**What the exercise asks:** Count the lines in the rows below that contain the string "target", and reply with only that number.

**** Supplied data ****

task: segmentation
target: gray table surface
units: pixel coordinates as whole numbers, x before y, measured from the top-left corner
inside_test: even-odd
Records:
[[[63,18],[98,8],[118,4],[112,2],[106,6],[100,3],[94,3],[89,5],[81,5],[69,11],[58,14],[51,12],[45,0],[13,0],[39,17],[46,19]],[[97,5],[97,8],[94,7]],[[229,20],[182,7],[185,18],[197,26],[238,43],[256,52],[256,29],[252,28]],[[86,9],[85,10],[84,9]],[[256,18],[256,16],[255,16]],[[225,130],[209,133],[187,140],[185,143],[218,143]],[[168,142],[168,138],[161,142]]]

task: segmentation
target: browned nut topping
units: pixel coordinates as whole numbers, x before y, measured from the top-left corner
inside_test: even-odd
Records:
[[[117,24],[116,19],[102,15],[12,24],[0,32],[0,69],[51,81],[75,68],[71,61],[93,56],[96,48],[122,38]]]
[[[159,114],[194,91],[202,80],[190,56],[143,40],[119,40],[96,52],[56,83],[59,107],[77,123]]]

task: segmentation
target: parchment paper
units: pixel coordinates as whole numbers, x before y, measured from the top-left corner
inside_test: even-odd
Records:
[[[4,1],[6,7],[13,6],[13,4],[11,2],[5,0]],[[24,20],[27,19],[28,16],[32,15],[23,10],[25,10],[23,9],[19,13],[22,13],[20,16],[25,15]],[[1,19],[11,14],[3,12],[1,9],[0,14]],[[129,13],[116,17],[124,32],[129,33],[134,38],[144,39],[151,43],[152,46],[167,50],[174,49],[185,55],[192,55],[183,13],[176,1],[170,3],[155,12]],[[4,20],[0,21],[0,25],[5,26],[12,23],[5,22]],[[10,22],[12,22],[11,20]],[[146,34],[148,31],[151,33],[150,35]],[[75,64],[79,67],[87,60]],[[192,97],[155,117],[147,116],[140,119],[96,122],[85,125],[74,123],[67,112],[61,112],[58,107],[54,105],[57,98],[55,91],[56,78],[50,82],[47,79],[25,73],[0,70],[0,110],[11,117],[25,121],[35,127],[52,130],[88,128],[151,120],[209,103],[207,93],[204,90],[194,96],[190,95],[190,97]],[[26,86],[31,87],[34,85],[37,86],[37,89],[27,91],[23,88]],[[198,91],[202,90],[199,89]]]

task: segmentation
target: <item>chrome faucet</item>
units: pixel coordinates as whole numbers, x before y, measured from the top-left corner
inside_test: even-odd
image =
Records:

****

**Response to this exercise:** 4